Note: For IPC M2 we are going to stick the execution of cross-net messages implicitly (see discussion below for additional context why).

In the MVP, the execution of cross-net messages was performed through an ApplyImplicitMessage from the system_actor. This was possible because the IPC gateway was a builtin actor that could get special treatment and all peers shipped with the necessary logic to handle these special messages (the same way that rewards and cron events are handled implicitly). With the IPC gateway as a user-defined actor this is no longer possible.

For the execution of cross-net messages in the IPC gateway as a user-defined actor we will rely on getting a quorum of validators to accept the execution of the messages. In this new version, apply_msg accepts as parameters a batch of messages to be applied. When validators see that there are unverified cross-net messages to be applied, they perform all the consensus checks to determine that is final in the source subnet, and vote for their application by sending a message to apply_msg (which can only be called by validators). The gateway waits for every message to be "voted for execution" (i.e. that is final and the consensus checks have been successful) by a majority of validators in the subnet. We can then introduce a reward that is distributed to validators from the tokens provisioned by the user to pay for propagation and execution fees.

Illustrating it step-by-step the execution of cross-net messages works as follows:

Before (IPC gateway as builtin-actor):
1. Cross-net message pool (unverified)
2. Cross-net messages are proposed in a block.
3. To accept messages as part of the block validators perform cross-net consensus checks.

» **DATA SUPPLIED**:
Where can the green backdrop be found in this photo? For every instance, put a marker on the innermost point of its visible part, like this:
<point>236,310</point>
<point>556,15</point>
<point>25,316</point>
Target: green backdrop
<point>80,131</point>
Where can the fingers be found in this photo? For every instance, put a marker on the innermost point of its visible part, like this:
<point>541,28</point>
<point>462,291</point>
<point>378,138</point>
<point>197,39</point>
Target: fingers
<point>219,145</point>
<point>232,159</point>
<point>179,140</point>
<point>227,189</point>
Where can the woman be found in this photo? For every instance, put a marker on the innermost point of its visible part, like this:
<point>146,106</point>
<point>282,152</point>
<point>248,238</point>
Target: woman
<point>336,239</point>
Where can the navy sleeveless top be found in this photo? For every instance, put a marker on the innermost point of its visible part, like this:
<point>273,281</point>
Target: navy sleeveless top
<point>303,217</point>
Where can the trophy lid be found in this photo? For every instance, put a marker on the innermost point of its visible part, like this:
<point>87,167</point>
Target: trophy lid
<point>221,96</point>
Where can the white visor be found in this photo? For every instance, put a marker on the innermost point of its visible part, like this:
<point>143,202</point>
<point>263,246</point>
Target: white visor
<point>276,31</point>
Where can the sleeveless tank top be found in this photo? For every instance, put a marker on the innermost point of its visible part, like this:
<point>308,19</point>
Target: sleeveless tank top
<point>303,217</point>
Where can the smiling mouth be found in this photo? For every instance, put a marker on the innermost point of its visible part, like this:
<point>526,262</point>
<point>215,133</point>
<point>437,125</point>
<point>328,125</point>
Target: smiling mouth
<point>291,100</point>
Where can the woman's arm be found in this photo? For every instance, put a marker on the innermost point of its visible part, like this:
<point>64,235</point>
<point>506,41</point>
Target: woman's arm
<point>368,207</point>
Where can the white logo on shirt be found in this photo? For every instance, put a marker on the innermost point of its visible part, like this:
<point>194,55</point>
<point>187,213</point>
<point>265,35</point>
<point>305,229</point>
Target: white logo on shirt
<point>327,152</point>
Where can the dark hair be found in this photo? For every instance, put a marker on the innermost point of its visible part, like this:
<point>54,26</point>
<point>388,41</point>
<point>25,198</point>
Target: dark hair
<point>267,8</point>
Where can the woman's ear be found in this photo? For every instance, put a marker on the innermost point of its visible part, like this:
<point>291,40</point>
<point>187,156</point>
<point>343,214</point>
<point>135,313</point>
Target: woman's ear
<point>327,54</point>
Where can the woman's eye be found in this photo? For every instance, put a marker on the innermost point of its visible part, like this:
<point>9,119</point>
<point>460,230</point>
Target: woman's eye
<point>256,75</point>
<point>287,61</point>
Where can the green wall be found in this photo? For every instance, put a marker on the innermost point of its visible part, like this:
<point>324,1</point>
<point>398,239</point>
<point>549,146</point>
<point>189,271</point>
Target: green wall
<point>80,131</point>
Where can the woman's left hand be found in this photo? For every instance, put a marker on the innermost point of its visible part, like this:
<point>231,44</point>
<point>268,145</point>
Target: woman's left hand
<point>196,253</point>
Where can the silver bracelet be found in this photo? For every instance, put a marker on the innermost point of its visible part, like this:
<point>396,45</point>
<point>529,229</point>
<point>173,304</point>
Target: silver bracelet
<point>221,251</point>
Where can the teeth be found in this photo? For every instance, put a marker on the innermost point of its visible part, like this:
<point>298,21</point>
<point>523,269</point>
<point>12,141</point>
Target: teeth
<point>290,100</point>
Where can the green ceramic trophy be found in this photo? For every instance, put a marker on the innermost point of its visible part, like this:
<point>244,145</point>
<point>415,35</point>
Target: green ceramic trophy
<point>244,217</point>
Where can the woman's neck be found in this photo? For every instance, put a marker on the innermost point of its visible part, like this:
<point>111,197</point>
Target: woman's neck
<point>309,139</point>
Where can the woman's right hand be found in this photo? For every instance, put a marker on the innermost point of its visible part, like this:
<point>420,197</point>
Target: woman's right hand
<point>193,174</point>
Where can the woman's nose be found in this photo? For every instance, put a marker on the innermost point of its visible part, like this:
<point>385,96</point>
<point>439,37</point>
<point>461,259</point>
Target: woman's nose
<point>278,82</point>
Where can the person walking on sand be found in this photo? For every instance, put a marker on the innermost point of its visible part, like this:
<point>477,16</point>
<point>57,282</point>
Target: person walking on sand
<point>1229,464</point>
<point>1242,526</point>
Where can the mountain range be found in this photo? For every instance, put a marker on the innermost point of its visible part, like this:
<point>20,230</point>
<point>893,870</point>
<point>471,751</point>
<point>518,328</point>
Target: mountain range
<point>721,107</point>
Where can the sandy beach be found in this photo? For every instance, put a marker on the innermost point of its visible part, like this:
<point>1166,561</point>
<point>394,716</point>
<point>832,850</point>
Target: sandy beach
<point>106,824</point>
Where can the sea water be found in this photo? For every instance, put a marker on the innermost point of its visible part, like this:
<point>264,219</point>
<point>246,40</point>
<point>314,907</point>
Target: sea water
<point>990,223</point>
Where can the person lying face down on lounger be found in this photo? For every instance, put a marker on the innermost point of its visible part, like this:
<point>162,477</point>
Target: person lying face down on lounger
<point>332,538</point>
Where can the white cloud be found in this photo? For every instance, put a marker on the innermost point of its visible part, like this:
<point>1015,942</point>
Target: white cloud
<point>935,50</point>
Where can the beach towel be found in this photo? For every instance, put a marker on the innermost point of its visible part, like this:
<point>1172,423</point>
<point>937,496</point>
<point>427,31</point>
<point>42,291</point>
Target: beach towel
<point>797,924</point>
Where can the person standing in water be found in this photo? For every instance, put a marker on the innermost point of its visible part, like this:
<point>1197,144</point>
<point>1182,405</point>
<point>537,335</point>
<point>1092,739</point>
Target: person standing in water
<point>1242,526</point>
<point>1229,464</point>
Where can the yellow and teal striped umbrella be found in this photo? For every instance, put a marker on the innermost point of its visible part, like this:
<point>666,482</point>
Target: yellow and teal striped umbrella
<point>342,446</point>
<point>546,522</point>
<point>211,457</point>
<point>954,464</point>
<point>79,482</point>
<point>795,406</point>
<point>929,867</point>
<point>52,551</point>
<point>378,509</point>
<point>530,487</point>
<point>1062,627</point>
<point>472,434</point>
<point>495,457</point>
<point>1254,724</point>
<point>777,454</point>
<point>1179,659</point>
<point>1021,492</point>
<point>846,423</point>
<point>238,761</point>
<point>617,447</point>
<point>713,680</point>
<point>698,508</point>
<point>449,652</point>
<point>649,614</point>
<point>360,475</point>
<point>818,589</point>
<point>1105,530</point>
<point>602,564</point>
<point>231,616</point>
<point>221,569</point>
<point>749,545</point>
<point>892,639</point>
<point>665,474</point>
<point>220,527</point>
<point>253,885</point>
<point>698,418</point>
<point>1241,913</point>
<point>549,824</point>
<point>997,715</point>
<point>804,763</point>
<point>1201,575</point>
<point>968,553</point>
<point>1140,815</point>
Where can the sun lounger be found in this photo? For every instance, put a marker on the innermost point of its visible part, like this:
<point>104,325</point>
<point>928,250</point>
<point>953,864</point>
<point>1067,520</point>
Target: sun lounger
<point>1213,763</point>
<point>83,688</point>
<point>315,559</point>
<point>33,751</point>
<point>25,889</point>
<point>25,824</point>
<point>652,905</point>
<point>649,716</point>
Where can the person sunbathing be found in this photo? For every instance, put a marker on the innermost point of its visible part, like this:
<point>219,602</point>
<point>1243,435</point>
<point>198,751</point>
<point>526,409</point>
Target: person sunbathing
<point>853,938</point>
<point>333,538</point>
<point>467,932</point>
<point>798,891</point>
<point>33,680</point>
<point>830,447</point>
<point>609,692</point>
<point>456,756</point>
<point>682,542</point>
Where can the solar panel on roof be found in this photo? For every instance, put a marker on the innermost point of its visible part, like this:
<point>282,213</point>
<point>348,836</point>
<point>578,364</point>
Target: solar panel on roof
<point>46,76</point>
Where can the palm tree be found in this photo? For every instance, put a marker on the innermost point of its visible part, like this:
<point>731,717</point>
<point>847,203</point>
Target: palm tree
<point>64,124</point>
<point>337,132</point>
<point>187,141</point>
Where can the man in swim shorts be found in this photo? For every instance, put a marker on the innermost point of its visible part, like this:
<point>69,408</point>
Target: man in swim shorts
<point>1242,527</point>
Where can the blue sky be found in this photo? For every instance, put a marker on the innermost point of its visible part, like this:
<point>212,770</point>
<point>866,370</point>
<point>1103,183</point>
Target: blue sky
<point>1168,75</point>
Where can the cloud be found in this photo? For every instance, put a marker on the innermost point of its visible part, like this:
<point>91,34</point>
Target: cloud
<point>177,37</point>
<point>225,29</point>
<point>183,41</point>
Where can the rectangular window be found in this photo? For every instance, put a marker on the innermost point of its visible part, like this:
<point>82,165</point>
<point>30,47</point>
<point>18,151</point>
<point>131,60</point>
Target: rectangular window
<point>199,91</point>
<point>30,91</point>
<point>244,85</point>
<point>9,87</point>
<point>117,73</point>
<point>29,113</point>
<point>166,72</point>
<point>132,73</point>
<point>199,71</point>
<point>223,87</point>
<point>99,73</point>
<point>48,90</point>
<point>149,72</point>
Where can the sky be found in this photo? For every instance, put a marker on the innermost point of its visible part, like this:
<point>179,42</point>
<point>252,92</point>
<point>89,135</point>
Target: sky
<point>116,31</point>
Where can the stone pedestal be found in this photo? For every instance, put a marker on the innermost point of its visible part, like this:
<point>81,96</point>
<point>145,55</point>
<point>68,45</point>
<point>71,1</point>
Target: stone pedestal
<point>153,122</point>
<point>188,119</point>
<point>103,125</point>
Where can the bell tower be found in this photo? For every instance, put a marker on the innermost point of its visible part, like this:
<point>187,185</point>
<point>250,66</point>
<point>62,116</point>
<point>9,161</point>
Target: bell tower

» **REQUIREMENT 1**: Translate this sentence from the IPC gateway text into Spanish: "With the IPC gateway as a user-defined actor this is no longer possible."
» **REQUIREMENT 2**:
For each statement, decide whether it agrees with the IPC gateway text. Answer yes or no, and quote the words from the text that settle it.
(a) In the new version, any user can call apply_msg.
(b) In the MVP, cross-net messages were executed through an ApplyImplicitMessage from the system_actor.
(c) The gateway waits for a majority of validators in the subnet to vote for each message's execution.
» **REQUIREMENT 3**: Extend the IPC gateway text, picking up right after its final numbered step.
The items have no part in this work.

» **WRITTEN RESPONSE 1**: Con el gateway de IPC como actor definido por el usuario, esto ya no es posible.

» **WRITTEN RESPONSE 2**:
(a) No: "which can only be called by validators"
(b) Yes: "the execution of cross-net messages was performed through an ApplyImplicitMessage from the system_actor"
(c) Yes: "by a majority of validators in the subnet"

» **WRITTEN RESPONSE 3**:
4. Cross-net messages within a block are executed implicitly (the same way block reward messages and cron events are executed)

After (IPC gateway as user-defined actor):
1.Cross-net message pool (unverified) 
2. Each validator perform cross-net consensus checks 
3. Each validator calls apply_msg 
4. When consensus reached the message is executed and rewards distributed.

:eyes: Even if each validator calls apply_msg the ipc gateway doesn't have a way of checking that the caller is a validator (this information lives in the parent). This is why we went with the implicit execution of messages in the first place (this way validators can perform the consensus checks before the execution). This is an issue that we will need to tackle if we end up not being allowed to execute messages implicitly. This is not the case for IPC M2, so we will release M2 with the implicit execution and revisit this in the future if needed.

Gas fees for checkpoints and cross-net primitives

Something that we didn't address as part of the MVP is who pays for gas in checkpoints and in the propagation of cross-net messages. With the new model it is easier to reason about who has to pay for what, and the distribution of the cost structure for the different primitives.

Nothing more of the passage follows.